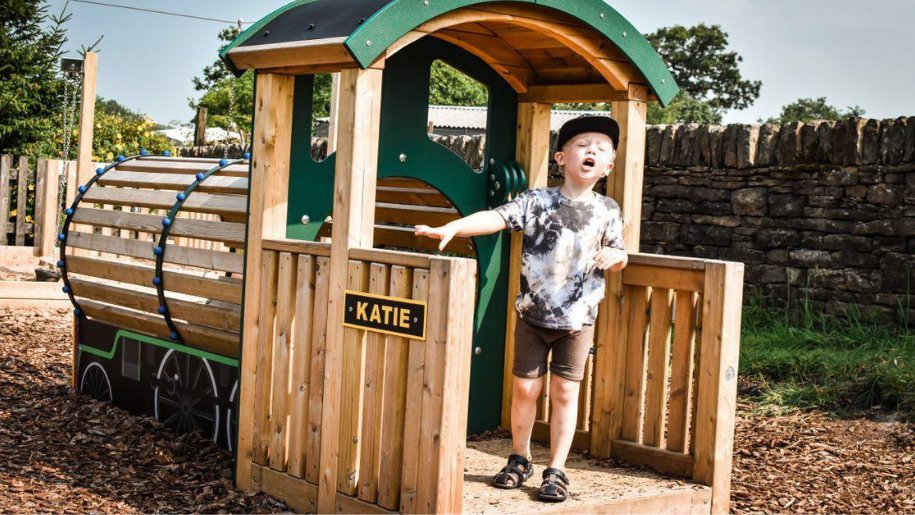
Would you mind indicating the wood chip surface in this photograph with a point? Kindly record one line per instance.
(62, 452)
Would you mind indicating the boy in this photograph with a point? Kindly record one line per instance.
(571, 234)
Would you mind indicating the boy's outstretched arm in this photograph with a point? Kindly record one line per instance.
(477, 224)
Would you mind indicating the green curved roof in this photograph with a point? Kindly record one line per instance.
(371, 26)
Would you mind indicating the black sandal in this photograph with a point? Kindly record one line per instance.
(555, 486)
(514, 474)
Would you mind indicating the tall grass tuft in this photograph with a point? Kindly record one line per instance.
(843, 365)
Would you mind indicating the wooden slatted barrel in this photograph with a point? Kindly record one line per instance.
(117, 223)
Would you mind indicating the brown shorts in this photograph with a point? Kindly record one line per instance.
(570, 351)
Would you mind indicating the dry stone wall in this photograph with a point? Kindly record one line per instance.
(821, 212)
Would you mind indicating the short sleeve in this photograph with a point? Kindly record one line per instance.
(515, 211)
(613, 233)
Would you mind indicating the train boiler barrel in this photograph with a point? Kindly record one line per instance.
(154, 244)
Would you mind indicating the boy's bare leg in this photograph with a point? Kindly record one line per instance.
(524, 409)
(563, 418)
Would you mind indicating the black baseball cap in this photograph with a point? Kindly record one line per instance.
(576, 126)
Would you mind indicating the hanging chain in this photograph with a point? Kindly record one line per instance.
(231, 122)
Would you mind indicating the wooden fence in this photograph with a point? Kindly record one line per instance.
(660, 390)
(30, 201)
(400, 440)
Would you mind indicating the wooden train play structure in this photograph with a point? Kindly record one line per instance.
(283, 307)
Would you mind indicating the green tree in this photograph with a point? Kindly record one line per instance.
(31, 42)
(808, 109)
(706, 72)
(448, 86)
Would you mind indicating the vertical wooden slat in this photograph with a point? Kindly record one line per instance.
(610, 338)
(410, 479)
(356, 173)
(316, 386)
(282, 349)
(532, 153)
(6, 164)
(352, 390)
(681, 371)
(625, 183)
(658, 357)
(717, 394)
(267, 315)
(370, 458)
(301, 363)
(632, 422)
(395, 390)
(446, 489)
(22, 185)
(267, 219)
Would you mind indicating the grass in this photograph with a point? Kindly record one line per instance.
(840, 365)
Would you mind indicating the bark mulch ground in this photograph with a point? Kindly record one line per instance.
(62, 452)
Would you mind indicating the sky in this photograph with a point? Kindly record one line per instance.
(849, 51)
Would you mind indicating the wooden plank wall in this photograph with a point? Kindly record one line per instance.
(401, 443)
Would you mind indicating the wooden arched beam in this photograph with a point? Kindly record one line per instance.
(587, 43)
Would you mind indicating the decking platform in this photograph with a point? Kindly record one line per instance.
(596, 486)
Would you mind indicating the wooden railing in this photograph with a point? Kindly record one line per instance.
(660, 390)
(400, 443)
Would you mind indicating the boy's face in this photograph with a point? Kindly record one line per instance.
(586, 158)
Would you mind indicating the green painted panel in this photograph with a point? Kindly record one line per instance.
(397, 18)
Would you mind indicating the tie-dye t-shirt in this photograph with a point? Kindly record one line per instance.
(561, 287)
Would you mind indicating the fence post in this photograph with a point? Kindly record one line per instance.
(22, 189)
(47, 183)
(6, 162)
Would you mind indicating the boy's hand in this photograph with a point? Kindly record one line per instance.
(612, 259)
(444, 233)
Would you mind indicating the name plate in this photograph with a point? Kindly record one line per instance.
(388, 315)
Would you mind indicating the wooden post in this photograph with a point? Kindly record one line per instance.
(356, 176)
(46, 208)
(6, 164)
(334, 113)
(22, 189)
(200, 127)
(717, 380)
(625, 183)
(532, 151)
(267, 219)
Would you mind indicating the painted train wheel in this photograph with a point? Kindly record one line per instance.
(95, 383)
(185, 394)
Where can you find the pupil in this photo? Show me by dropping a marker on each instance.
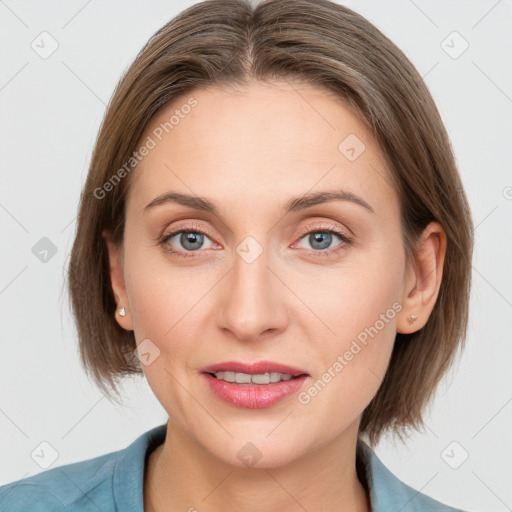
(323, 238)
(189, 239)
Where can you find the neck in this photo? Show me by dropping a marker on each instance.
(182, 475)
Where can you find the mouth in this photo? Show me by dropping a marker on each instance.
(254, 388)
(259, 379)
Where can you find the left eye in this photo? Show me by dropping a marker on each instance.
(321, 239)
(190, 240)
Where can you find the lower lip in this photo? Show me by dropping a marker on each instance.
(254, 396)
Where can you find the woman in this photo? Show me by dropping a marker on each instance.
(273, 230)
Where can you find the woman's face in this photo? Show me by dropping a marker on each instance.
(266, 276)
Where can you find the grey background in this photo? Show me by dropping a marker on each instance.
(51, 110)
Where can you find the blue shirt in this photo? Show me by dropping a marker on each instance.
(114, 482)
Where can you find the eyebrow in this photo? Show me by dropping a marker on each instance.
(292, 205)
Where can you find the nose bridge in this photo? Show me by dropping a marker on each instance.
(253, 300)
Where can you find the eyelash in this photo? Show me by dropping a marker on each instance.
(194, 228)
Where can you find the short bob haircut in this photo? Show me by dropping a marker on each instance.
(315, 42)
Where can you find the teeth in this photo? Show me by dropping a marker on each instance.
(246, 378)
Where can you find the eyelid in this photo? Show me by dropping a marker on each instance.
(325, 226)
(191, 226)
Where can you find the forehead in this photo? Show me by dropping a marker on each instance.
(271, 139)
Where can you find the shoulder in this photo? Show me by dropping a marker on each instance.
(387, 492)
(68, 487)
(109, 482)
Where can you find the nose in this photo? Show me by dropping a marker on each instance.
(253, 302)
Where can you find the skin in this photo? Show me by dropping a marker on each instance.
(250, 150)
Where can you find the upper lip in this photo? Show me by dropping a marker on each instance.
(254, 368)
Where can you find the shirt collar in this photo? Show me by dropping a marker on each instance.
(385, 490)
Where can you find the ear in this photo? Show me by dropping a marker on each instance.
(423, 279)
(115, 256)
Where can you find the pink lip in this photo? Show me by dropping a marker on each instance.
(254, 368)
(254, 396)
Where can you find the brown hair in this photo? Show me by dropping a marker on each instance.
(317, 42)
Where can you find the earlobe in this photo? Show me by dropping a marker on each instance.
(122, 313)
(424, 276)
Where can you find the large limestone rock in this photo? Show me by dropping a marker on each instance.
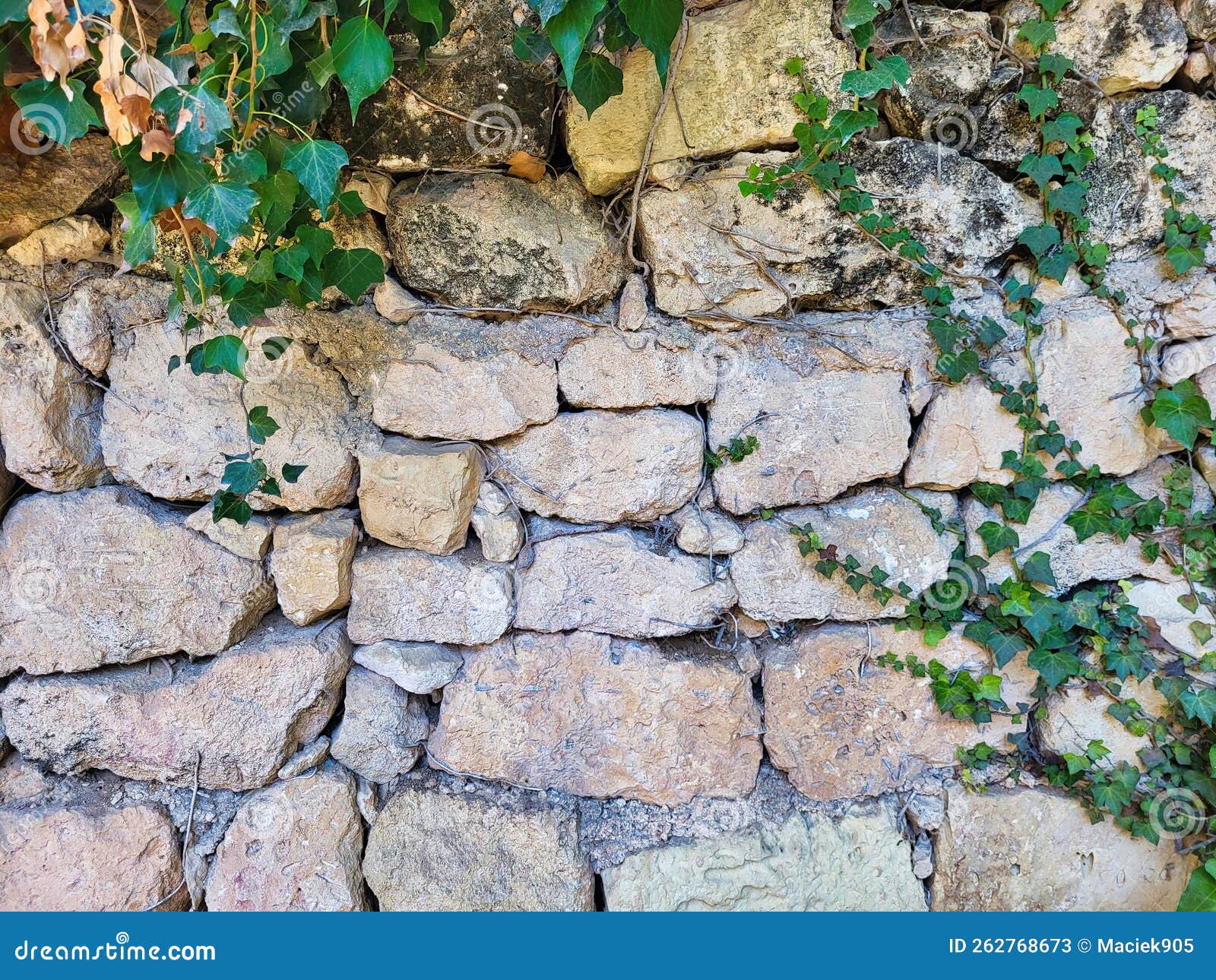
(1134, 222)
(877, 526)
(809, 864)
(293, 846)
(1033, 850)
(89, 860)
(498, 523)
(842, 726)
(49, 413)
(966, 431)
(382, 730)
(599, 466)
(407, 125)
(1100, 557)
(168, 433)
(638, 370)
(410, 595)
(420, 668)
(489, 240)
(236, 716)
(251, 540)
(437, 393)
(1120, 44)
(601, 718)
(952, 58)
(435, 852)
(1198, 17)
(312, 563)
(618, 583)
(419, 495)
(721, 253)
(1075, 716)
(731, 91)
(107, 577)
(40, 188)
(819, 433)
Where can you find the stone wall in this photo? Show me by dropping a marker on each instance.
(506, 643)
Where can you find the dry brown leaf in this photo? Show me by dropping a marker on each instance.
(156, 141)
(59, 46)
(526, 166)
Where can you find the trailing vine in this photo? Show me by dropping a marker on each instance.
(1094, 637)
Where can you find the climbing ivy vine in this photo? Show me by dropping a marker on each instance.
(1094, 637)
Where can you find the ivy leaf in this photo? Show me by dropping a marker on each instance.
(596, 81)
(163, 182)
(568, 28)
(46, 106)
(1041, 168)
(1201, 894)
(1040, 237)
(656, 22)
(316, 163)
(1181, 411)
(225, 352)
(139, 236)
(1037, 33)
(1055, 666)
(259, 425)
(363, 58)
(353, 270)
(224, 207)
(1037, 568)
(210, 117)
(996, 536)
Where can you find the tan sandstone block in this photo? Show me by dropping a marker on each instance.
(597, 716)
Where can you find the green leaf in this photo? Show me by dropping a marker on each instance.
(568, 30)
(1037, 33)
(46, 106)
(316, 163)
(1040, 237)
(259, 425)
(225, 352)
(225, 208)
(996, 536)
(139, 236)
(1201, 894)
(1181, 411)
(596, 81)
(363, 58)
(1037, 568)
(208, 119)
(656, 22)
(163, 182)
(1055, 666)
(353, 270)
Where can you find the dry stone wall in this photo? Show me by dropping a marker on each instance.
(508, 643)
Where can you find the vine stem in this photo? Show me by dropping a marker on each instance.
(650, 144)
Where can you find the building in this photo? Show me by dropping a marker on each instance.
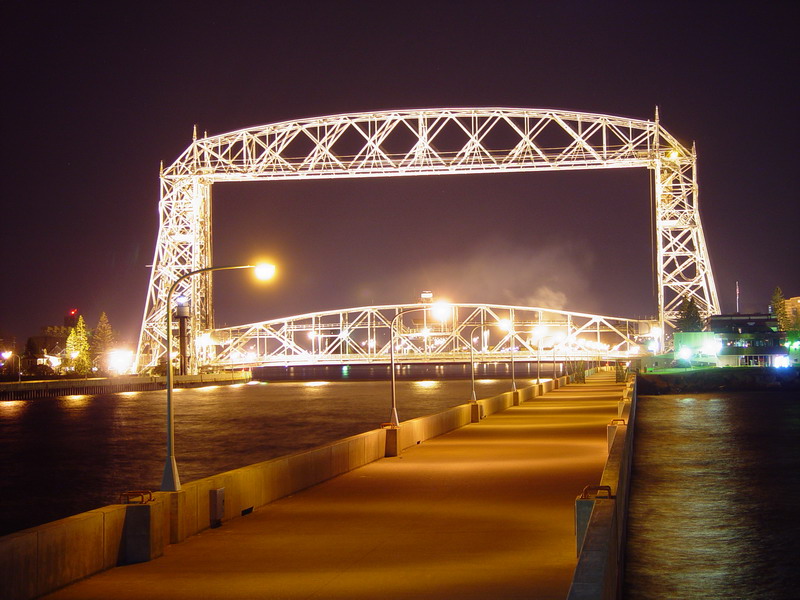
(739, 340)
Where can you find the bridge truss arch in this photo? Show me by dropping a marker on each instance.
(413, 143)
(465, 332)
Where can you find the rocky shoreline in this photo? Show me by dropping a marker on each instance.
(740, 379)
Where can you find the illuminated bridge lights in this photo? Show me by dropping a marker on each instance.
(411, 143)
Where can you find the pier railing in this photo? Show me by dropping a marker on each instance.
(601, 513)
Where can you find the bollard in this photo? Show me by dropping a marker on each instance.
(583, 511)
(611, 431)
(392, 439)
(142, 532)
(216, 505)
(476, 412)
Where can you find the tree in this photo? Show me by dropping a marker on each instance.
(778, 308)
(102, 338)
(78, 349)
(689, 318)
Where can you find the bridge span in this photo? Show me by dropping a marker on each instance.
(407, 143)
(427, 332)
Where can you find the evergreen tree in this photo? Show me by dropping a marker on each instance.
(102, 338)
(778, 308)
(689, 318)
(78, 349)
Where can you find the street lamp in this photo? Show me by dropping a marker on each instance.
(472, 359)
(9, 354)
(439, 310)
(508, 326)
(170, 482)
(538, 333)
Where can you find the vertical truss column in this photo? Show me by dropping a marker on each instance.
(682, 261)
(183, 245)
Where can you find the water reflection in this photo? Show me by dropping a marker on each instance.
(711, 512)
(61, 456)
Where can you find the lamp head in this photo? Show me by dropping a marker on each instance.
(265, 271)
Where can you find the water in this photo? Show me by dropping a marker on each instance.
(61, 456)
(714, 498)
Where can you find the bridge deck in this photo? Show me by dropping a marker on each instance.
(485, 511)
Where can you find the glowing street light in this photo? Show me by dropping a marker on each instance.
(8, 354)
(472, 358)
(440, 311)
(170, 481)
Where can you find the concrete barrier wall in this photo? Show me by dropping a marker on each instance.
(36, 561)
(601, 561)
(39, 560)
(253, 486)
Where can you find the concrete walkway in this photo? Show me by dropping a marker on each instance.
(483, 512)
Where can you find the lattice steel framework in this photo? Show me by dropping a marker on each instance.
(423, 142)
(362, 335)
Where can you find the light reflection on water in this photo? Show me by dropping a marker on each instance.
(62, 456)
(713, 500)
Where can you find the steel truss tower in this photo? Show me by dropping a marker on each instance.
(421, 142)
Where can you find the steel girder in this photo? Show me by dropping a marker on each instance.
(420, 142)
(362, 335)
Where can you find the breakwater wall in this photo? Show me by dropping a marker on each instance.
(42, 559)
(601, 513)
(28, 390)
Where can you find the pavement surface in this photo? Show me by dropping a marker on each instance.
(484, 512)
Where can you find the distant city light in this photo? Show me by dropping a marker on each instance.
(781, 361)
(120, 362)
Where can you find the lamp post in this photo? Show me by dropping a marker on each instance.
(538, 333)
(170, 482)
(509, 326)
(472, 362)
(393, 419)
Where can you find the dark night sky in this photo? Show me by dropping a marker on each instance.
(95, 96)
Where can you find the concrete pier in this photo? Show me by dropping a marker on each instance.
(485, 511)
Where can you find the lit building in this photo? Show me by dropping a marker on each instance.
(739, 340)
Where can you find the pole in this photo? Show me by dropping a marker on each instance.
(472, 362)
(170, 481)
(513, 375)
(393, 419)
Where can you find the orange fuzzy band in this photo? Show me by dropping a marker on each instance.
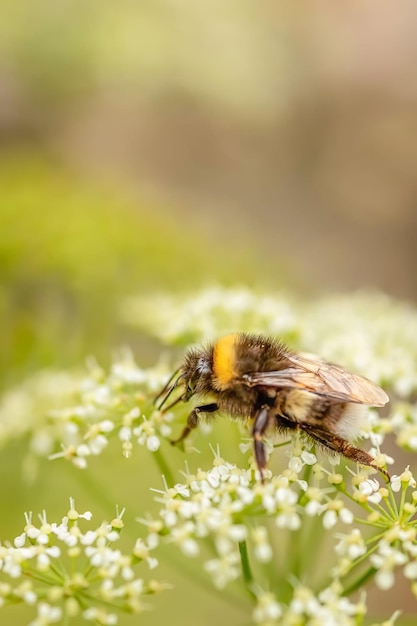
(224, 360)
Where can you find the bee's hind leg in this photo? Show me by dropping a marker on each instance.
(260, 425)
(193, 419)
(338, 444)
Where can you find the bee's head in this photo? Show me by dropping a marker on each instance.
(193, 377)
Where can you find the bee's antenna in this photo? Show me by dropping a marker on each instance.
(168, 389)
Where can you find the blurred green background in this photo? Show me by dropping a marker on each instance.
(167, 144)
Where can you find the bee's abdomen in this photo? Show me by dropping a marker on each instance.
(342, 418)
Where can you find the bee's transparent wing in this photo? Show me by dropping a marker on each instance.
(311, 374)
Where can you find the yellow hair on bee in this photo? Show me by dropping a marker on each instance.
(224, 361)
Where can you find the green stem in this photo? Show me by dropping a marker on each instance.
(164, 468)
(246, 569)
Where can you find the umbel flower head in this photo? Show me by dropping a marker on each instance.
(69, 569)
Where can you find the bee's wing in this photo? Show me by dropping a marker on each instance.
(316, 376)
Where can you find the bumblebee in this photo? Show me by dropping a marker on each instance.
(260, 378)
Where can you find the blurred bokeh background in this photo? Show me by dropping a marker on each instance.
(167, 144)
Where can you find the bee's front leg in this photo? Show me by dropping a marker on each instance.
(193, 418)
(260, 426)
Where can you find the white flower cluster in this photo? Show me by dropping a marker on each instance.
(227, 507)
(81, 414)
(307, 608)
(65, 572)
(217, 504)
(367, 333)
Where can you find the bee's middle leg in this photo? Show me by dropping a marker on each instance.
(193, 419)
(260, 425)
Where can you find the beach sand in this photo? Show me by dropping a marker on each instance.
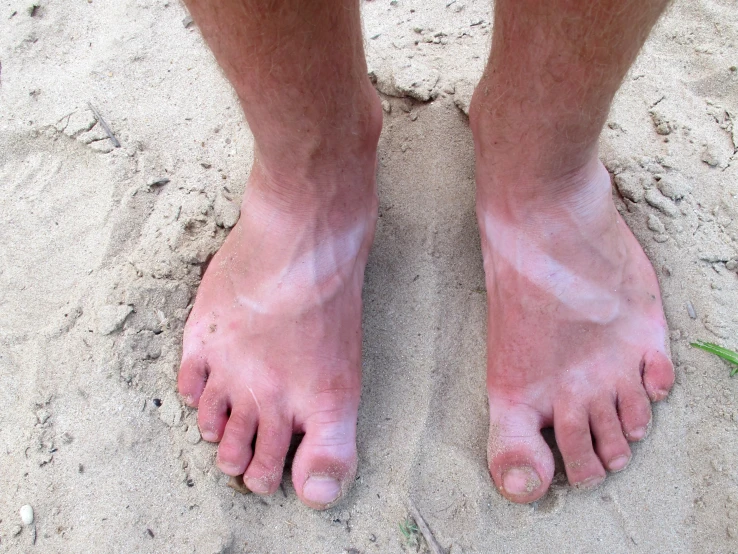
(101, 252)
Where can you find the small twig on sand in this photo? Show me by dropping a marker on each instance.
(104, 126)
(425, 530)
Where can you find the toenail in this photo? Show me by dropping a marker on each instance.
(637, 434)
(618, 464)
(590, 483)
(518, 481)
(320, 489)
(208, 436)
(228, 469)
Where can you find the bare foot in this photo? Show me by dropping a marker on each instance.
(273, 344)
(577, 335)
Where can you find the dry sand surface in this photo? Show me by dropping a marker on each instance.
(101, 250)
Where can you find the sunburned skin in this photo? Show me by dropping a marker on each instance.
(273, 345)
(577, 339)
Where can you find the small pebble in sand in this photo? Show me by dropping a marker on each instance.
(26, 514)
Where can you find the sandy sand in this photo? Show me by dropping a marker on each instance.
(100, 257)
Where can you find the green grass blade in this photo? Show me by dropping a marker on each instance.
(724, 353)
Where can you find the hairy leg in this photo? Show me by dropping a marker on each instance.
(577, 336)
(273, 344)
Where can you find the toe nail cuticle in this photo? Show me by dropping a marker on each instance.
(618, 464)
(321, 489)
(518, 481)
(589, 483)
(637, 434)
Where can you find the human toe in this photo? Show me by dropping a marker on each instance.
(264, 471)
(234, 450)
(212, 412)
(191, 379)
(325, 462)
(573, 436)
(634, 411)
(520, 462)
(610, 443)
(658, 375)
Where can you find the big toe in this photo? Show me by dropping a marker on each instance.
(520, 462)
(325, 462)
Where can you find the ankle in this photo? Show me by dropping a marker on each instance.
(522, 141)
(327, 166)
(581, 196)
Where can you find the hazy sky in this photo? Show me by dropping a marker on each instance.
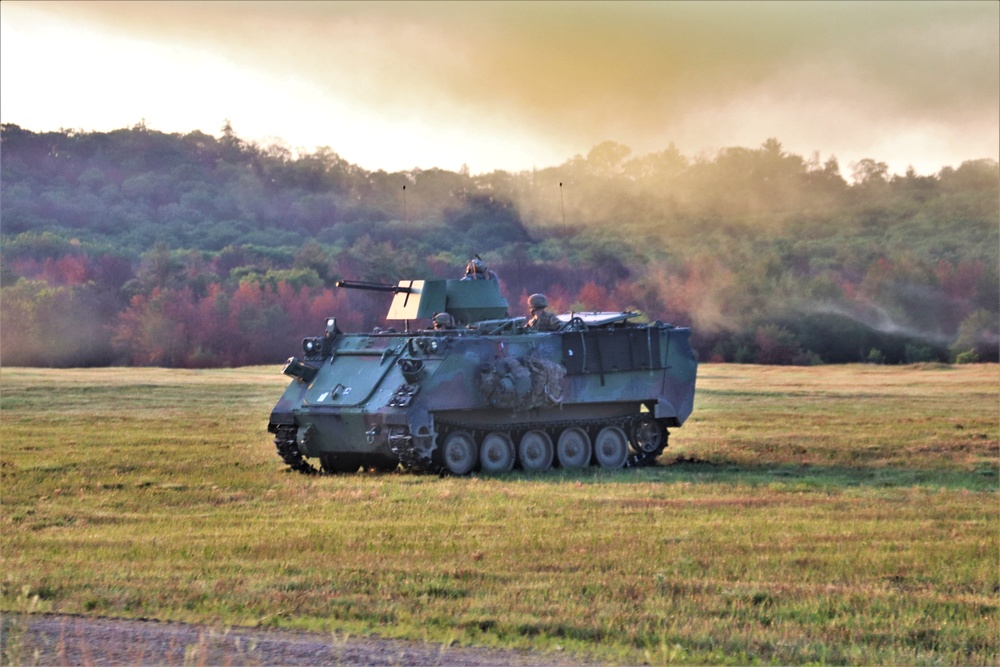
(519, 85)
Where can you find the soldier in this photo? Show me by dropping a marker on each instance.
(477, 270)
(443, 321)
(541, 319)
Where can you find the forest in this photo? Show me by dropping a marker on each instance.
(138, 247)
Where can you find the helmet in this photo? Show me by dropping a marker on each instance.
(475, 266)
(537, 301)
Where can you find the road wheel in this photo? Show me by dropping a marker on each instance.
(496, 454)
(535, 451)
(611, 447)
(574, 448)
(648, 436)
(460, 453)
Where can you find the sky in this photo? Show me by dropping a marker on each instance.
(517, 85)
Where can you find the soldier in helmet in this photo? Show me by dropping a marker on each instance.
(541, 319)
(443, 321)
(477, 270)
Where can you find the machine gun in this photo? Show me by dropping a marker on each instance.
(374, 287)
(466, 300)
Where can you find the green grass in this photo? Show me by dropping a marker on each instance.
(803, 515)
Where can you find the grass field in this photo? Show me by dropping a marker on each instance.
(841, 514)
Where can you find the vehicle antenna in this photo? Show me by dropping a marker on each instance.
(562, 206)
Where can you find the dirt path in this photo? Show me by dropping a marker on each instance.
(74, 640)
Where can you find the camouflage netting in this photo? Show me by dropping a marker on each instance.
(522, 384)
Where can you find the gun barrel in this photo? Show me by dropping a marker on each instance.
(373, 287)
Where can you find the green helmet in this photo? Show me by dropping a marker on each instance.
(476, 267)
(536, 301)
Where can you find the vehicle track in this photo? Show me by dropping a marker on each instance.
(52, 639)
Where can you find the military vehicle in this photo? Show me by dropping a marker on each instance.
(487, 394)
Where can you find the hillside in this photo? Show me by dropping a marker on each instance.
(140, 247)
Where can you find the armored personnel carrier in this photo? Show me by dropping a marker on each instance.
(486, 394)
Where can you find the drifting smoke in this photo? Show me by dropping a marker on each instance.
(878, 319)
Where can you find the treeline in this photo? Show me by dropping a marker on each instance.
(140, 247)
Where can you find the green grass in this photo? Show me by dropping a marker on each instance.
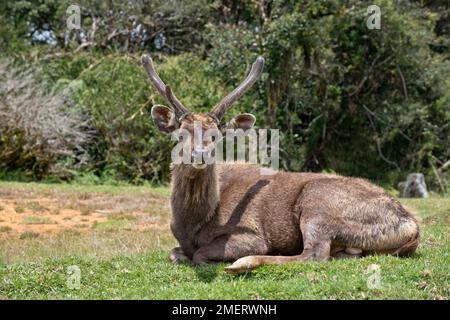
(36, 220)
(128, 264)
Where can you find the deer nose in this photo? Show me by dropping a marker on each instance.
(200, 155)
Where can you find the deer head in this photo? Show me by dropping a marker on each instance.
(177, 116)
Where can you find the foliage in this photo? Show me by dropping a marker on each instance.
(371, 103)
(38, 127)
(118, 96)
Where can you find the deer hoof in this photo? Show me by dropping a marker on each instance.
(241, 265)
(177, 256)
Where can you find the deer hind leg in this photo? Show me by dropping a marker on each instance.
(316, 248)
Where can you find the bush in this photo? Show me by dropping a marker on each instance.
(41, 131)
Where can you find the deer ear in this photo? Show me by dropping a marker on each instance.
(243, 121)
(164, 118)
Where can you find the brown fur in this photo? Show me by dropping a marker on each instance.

• [ASSIGNED TASK]
Your output should be the lines from the one with "Where can you find the deer hoof" through the end of the records above, copied exactly.

• [EXPECTED ANSWER]
Where can you find the deer hoof in this photo? Show me by dropping a marker on each instance.
(241, 265)
(177, 256)
Where can you find the deer hind leg in this photo? Show me by dropping a marker on each instance.
(316, 248)
Where can you find the bush in this photo? Show me by dropping a marker on each instance.
(41, 131)
Where can you find the deer ear in this photo? Show me by dropping a marker on each instance.
(243, 121)
(164, 118)
Where can you find the brown fur in this photo? Show me by dropping a marker on each instance.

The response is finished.